Start PROVIDED INFORMATION

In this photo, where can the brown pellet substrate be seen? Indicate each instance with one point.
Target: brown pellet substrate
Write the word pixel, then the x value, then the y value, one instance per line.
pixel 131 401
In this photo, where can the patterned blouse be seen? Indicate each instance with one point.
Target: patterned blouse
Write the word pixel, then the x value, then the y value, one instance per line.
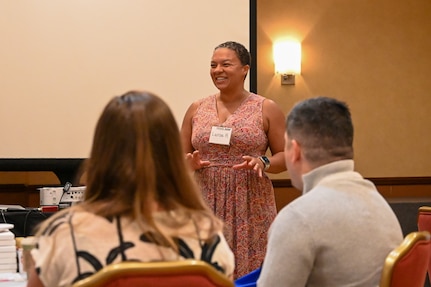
pixel 81 243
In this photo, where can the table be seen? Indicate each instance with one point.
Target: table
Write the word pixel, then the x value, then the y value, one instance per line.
pixel 12 280
pixel 24 221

End PROVIDED INFORMATION

EXERCISE: Leaving out every picture, transcribe exactly the lines from the line that contains "In this photo, where can the patterned" through the final line of the entries above.

EXERCISE ANSWER:
In this photo, where can the patterned blouse be seen? Indicate each instance with one point.
Target: patterned blouse
Write the word pixel, then the x value, then the y value, one instance per line.
pixel 81 243
In this photo, where can the table be seen? Indicate each instance with one point.
Target: table
Write the word pixel, then the x value, then the y value, one instance per line.
pixel 12 280
pixel 24 221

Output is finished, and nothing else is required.